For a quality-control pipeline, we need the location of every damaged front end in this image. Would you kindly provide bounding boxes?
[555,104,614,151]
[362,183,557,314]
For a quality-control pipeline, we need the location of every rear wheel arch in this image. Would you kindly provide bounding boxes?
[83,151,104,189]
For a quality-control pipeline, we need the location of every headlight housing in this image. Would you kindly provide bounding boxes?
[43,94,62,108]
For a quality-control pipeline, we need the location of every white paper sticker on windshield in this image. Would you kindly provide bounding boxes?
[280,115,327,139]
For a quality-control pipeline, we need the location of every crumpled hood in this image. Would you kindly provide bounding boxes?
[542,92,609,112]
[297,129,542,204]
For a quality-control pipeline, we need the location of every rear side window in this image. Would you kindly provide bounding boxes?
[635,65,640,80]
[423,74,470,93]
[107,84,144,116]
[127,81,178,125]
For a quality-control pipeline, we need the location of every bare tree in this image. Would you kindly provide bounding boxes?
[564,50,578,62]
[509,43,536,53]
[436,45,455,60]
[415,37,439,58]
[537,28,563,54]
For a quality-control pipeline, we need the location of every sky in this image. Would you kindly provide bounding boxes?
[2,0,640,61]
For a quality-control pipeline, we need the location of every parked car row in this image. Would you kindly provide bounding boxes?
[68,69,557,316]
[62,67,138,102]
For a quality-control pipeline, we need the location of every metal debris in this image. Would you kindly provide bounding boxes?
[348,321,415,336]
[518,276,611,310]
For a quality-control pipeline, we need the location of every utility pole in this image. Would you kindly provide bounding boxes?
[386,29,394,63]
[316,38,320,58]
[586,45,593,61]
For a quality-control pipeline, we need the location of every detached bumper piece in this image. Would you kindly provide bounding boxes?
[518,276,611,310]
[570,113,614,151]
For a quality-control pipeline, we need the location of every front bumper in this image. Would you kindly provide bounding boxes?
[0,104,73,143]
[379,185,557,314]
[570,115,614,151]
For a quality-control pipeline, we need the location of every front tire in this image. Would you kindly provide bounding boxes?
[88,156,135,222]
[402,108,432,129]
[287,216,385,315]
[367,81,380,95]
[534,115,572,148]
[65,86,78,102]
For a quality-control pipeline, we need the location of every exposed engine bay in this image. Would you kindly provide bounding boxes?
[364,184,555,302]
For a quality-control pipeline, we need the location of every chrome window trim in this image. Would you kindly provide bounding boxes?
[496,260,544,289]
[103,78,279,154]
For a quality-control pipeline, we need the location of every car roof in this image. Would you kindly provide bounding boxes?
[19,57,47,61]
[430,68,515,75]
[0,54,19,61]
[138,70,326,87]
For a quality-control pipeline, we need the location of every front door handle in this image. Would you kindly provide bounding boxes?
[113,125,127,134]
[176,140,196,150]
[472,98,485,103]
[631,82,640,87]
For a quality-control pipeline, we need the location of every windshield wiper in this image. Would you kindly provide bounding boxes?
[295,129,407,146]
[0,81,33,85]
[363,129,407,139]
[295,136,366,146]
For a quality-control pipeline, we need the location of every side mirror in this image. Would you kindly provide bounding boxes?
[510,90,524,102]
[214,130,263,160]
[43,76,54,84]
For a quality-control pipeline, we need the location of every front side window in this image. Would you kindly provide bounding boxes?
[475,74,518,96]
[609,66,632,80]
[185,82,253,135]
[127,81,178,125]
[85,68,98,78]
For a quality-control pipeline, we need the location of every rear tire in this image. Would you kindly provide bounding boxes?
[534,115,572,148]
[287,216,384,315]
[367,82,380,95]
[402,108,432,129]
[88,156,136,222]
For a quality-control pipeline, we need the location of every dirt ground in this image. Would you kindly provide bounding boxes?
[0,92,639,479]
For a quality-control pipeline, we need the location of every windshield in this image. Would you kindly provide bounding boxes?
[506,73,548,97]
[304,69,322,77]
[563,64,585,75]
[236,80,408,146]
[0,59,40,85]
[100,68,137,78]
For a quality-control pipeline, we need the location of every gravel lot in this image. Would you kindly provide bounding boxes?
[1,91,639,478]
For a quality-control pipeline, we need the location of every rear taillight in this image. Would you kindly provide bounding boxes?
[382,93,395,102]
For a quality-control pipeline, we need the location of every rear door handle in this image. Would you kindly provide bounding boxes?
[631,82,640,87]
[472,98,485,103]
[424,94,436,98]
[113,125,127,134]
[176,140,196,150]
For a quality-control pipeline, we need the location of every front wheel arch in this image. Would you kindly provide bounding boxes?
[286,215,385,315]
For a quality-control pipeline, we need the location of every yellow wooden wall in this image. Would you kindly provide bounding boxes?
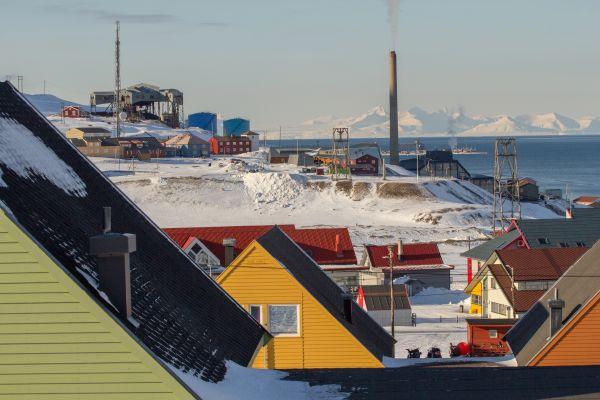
[217,243,383,369]
[0,211,194,400]
[469,282,482,315]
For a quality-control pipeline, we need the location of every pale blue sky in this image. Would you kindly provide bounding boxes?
[1,0,600,128]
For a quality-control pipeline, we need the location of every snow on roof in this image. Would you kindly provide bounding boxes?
[0,117,87,197]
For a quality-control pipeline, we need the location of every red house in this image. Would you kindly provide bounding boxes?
[466,318,516,357]
[350,154,379,175]
[62,105,81,118]
[361,242,454,293]
[209,136,252,155]
[163,224,357,269]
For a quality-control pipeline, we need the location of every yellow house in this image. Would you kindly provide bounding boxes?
[66,126,112,140]
[0,209,195,399]
[217,227,395,370]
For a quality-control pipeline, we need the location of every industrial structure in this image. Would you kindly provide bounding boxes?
[493,138,521,231]
[223,118,250,136]
[389,51,399,165]
[188,112,218,134]
[331,127,351,180]
[90,83,184,128]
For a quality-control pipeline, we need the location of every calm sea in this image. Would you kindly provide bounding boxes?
[269,135,600,197]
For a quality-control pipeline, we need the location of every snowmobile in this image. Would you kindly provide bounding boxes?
[427,347,442,358]
[406,348,421,358]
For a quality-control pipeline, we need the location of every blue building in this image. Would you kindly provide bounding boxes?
[188,112,217,134]
[223,118,250,137]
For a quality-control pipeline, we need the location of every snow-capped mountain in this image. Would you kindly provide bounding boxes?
[290,106,600,138]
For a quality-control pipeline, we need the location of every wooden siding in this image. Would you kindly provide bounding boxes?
[531,291,600,366]
[217,243,383,369]
[0,211,194,400]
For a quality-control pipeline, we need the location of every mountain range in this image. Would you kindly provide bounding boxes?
[23,93,600,138]
[292,106,600,138]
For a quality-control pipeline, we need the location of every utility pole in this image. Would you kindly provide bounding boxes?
[17,76,23,92]
[43,80,46,95]
[114,20,122,138]
[279,126,282,148]
[387,245,395,340]
[415,139,420,182]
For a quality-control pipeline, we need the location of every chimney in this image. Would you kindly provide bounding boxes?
[566,206,573,219]
[548,288,565,337]
[341,293,353,323]
[223,238,236,266]
[397,239,403,261]
[389,50,399,166]
[335,234,343,258]
[89,207,136,319]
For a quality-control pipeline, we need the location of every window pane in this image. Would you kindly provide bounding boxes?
[250,305,261,323]
[269,305,298,334]
[489,329,498,338]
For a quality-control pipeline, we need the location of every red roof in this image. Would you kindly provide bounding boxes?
[496,247,589,281]
[163,224,357,266]
[365,242,446,271]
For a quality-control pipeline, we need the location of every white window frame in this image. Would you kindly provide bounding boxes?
[249,304,263,324]
[268,304,300,337]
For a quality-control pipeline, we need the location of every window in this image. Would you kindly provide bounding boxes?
[538,238,551,245]
[249,305,262,324]
[471,294,481,305]
[190,243,202,254]
[490,278,497,289]
[489,329,498,338]
[268,305,299,335]
[491,302,508,316]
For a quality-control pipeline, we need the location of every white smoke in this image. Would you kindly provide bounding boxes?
[387,0,400,48]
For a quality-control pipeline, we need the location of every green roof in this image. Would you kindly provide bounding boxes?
[461,229,520,261]
[517,208,600,249]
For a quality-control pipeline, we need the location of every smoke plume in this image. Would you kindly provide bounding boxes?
[387,0,400,48]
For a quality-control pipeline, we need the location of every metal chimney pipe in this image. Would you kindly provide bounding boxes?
[389,51,399,166]
[548,288,565,337]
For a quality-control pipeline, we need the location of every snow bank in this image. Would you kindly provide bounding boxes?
[409,287,470,305]
[243,172,307,206]
[383,354,517,368]
[0,117,87,197]
[170,361,347,400]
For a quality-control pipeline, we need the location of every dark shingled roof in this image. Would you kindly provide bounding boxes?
[516,208,600,249]
[257,227,396,361]
[286,364,600,399]
[360,284,411,311]
[505,241,600,366]
[0,81,266,382]
[461,230,521,261]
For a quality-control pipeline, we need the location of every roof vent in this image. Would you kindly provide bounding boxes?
[548,288,565,337]
[335,234,343,258]
[397,239,403,261]
[223,238,236,267]
[89,207,136,319]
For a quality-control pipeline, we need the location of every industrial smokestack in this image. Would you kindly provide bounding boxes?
[389,51,399,166]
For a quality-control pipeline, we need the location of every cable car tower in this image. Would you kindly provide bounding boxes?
[492,138,521,232]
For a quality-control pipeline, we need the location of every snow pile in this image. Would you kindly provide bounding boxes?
[0,117,87,197]
[243,172,307,206]
[409,287,470,305]
[383,354,517,368]
[171,361,347,400]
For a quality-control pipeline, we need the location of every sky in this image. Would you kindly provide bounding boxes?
[2,0,600,129]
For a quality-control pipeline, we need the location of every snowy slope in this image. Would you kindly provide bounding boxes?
[25,94,89,115]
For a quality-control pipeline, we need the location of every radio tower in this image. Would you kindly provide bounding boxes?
[114,20,122,138]
[492,138,521,232]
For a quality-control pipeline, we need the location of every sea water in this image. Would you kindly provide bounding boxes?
[270,135,600,197]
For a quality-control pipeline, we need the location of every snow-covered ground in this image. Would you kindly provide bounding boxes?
[84,147,563,362]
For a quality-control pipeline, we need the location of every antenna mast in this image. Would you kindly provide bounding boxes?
[114,20,122,138]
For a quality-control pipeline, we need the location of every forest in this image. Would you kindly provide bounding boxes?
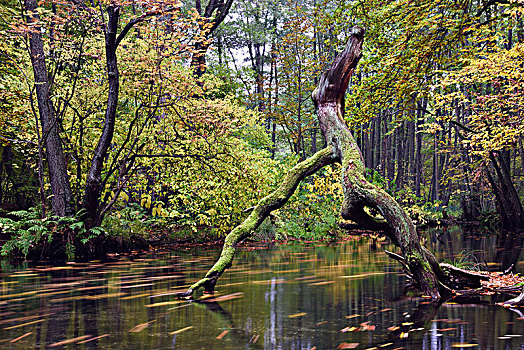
[1,0,524,348]
[0,0,521,253]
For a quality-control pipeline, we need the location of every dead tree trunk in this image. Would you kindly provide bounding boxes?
[180,27,473,300]
[311,27,441,299]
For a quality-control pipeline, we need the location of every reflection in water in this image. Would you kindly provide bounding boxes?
[496,232,524,272]
[0,227,522,349]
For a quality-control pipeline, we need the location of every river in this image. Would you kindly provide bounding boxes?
[0,226,522,349]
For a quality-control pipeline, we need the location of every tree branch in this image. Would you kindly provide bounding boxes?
[115,6,180,48]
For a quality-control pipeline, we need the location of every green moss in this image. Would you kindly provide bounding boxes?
[185,147,336,295]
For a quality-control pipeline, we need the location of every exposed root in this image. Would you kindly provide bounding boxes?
[499,288,524,307]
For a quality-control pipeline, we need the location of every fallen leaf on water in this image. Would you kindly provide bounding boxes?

------

TASK REQUIREMENTS: Your output should be the lines from the one with "every exposed root" through the end of the records above, copied exactly.

RESPONSE:
For a quality-control pipeline, we need the location of every exposed root in this image. Would you kindly provide bounding boxes?
[499,288,524,307]
For a quality-control pipeline, we need the location of every fallen leaf on water in this image. Would you kindly provide bounding boxes?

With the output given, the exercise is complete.